● Work to complete
Count the lines in the records that contain the string "segment", matching case exactly. Reply with the number alone.

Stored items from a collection
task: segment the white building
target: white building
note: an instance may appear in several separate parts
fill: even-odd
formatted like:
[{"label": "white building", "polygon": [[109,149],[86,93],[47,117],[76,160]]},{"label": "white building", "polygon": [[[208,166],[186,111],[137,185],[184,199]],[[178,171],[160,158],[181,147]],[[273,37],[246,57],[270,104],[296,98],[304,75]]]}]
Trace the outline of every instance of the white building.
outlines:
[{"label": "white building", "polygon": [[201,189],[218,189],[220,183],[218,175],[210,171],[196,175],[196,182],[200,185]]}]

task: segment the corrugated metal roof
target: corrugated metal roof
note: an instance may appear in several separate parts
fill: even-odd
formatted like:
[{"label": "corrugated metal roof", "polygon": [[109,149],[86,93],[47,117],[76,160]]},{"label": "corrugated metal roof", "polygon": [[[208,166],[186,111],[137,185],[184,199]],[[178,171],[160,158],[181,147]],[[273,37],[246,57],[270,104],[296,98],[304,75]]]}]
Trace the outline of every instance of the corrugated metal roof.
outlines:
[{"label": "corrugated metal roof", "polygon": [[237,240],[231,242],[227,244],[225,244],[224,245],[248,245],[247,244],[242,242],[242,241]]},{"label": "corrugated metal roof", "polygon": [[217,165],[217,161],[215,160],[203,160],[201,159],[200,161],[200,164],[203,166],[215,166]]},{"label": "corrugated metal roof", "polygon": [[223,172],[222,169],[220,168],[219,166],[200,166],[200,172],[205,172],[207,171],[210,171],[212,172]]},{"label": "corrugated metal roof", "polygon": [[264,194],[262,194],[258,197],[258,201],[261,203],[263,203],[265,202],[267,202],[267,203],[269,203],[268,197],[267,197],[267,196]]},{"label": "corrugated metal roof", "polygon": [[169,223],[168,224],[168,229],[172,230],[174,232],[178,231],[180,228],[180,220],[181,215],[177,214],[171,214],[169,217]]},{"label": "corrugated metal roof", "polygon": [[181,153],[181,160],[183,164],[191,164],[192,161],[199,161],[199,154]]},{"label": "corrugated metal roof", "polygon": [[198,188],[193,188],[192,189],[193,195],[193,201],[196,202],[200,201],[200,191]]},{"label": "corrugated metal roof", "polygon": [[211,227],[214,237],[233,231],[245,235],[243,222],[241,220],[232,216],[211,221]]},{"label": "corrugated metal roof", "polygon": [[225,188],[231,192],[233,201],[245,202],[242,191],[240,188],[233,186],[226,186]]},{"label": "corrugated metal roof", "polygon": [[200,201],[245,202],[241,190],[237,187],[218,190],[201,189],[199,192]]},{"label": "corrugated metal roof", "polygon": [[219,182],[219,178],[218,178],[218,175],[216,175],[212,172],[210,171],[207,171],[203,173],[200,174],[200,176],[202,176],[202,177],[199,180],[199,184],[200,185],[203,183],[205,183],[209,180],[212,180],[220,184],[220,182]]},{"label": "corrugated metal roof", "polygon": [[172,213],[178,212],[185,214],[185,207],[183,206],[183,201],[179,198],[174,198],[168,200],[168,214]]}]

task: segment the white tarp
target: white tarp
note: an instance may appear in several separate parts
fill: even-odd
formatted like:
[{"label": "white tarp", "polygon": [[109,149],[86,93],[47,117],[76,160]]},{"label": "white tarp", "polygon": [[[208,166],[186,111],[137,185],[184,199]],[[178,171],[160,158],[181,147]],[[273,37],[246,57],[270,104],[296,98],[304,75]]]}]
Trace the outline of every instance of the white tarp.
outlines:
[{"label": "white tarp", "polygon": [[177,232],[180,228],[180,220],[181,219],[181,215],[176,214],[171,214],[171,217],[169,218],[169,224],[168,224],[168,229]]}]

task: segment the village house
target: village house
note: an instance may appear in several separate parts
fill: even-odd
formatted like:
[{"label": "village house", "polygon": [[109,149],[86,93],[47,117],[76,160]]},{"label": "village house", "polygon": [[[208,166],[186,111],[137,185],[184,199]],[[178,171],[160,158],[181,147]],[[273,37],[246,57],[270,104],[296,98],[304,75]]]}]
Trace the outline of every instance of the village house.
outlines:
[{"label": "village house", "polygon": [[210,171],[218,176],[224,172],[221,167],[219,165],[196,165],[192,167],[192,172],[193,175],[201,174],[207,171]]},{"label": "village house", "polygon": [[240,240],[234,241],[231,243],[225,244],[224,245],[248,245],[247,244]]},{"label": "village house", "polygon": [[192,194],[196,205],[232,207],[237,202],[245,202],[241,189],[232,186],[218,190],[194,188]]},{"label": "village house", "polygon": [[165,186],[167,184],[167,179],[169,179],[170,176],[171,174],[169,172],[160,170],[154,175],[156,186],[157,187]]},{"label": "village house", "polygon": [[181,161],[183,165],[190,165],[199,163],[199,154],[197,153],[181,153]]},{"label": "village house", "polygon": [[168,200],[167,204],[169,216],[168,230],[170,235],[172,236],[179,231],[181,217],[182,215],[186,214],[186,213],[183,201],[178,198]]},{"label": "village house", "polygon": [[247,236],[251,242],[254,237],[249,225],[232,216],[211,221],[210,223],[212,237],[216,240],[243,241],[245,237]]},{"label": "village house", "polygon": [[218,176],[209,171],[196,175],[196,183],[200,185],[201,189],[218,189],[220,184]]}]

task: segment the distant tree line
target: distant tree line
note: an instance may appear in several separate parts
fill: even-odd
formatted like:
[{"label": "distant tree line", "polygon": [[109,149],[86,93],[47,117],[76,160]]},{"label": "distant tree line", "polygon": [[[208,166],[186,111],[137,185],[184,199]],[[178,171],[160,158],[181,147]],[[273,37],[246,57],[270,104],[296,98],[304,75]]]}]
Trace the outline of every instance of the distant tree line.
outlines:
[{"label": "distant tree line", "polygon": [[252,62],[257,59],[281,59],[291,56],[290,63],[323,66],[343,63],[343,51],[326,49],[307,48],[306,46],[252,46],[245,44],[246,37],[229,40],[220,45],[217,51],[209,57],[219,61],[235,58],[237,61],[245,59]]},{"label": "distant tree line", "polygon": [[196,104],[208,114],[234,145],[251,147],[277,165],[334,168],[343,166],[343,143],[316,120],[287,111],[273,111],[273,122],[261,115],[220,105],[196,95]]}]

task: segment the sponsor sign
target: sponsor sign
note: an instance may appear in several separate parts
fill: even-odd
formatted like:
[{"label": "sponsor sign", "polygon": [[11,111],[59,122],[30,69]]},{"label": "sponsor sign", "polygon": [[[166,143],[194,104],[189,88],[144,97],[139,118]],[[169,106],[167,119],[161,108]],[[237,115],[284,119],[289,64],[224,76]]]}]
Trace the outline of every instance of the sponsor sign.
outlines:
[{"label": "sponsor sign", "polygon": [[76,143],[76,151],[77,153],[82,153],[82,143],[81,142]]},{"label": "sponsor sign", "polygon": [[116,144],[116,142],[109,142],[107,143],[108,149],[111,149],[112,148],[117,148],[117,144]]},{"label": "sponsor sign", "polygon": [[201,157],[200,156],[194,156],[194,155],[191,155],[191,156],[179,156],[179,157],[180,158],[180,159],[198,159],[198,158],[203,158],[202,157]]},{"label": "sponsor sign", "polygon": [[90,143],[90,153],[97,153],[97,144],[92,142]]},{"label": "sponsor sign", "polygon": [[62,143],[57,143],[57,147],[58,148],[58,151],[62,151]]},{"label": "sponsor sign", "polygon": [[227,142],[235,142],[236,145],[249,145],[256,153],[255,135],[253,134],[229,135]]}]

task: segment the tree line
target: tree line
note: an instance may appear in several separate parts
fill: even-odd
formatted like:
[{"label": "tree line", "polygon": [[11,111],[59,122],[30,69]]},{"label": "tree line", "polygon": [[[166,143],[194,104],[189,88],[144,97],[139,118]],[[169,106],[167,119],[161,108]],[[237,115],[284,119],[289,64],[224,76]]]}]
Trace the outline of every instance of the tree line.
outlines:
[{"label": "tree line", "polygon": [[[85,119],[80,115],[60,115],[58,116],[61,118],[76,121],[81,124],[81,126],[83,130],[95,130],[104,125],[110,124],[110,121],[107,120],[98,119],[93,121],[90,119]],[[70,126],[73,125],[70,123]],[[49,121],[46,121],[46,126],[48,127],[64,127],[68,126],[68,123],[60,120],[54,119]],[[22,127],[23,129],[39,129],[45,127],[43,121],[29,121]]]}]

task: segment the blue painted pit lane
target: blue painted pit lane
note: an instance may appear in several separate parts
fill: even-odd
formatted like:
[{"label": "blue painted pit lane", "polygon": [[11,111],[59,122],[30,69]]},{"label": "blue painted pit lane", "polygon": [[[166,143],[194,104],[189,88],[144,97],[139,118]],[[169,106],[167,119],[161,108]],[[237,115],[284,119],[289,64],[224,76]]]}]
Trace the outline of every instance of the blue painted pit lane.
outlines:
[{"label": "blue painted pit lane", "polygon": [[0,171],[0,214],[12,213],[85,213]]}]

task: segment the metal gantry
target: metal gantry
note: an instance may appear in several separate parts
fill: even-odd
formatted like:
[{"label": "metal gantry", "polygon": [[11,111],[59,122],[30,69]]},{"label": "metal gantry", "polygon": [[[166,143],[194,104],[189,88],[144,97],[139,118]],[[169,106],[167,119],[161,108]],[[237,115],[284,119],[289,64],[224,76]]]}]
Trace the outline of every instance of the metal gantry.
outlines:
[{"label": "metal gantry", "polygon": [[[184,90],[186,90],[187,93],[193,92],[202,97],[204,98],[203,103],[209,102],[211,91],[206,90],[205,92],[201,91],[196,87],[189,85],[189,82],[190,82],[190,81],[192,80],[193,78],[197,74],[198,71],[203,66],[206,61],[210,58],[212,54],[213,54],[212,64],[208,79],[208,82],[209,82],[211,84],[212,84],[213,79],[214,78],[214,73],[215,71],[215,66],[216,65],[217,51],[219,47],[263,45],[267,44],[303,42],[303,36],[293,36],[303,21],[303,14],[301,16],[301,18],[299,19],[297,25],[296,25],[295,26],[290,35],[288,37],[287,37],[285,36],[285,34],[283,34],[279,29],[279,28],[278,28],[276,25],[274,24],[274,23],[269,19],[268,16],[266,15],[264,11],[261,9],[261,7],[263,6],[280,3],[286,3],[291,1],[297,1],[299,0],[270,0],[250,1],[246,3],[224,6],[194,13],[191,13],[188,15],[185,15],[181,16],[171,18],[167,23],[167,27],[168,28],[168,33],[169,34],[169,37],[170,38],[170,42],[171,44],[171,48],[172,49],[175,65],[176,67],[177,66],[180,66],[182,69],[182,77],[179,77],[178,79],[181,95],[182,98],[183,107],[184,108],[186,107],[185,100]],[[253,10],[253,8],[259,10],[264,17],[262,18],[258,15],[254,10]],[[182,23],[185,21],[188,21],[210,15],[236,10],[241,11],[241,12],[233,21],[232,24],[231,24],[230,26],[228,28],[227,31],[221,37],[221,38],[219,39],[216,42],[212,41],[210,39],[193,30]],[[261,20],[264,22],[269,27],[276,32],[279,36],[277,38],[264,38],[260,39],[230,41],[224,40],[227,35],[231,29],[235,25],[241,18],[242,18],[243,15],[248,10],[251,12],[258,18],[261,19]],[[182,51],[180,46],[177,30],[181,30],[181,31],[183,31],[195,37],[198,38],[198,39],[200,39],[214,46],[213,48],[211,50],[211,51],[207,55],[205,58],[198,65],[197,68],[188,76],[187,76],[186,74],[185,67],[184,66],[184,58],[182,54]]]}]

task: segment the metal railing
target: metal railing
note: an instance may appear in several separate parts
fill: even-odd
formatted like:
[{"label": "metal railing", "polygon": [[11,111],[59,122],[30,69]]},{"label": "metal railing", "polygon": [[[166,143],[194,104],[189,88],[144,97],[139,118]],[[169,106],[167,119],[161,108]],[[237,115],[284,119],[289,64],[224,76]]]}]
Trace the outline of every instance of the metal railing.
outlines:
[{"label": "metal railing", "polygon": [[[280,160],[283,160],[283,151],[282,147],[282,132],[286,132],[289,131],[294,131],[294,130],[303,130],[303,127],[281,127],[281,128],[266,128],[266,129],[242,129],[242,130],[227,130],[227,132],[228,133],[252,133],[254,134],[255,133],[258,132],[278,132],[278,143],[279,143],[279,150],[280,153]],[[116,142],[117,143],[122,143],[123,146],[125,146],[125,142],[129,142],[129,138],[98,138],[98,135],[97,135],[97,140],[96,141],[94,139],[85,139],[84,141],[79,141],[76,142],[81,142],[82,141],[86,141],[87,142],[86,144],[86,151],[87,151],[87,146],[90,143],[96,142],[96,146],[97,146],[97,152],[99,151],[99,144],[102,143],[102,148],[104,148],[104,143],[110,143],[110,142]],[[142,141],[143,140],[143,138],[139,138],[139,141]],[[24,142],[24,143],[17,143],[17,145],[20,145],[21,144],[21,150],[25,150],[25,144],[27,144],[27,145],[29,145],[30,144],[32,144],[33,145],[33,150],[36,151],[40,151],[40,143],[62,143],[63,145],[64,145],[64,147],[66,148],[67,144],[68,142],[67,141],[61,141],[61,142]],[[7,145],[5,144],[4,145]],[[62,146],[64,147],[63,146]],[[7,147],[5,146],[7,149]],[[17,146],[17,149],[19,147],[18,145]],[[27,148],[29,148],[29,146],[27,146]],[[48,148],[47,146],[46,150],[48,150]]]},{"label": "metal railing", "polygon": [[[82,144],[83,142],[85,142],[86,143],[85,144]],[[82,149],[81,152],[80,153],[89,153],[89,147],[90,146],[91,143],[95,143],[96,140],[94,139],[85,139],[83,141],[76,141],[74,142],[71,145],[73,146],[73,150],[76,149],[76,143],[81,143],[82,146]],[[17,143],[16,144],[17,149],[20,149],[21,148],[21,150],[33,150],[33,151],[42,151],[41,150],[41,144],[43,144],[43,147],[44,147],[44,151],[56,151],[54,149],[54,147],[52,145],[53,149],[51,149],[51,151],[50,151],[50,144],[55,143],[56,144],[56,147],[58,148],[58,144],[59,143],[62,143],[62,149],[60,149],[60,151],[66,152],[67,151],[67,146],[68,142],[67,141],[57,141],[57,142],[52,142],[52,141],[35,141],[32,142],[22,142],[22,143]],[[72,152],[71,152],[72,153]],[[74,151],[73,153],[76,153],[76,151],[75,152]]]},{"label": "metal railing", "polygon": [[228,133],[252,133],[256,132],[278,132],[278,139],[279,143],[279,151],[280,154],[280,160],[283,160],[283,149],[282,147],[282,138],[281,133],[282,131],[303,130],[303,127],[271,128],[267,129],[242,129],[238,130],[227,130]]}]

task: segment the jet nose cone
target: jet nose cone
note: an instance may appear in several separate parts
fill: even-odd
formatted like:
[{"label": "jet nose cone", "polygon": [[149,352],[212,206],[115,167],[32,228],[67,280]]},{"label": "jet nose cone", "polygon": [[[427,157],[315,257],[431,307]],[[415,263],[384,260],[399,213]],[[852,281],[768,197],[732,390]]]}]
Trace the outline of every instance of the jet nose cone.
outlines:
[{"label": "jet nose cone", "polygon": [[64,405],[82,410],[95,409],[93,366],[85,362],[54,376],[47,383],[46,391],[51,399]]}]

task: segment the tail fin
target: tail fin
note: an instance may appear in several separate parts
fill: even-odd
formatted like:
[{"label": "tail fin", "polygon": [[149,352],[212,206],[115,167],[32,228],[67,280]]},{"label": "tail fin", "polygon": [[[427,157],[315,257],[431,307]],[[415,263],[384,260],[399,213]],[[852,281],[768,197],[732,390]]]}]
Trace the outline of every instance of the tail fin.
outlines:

● Written solution
12